_Goal_
Copy out every row below that contains the word "whether".

_Rows_

* * * *

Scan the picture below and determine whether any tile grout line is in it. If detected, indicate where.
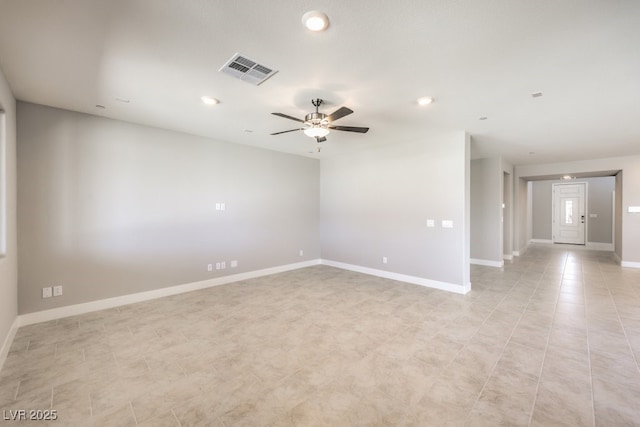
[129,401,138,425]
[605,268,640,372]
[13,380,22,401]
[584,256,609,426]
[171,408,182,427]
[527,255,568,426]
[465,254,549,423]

* * * *

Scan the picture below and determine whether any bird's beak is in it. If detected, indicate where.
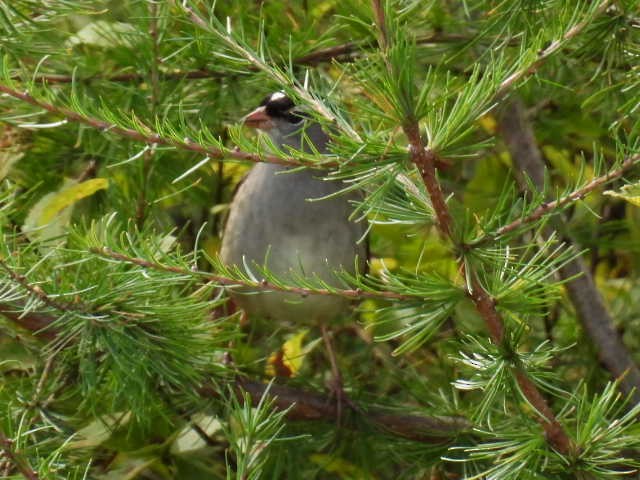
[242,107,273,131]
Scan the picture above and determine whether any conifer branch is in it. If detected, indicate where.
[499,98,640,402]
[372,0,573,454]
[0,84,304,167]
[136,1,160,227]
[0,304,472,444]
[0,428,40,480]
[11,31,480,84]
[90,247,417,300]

* * * *

_Answer for this exercise_
Scan the picture below and determine whether any tile grout line is in it. If detected, indicate where.
Scan the picture below and determine whether any bird's beak is in it. If detected, indicate where.
Scan the picture above and determine whether any conifer branch is in it. If detected, indicate where.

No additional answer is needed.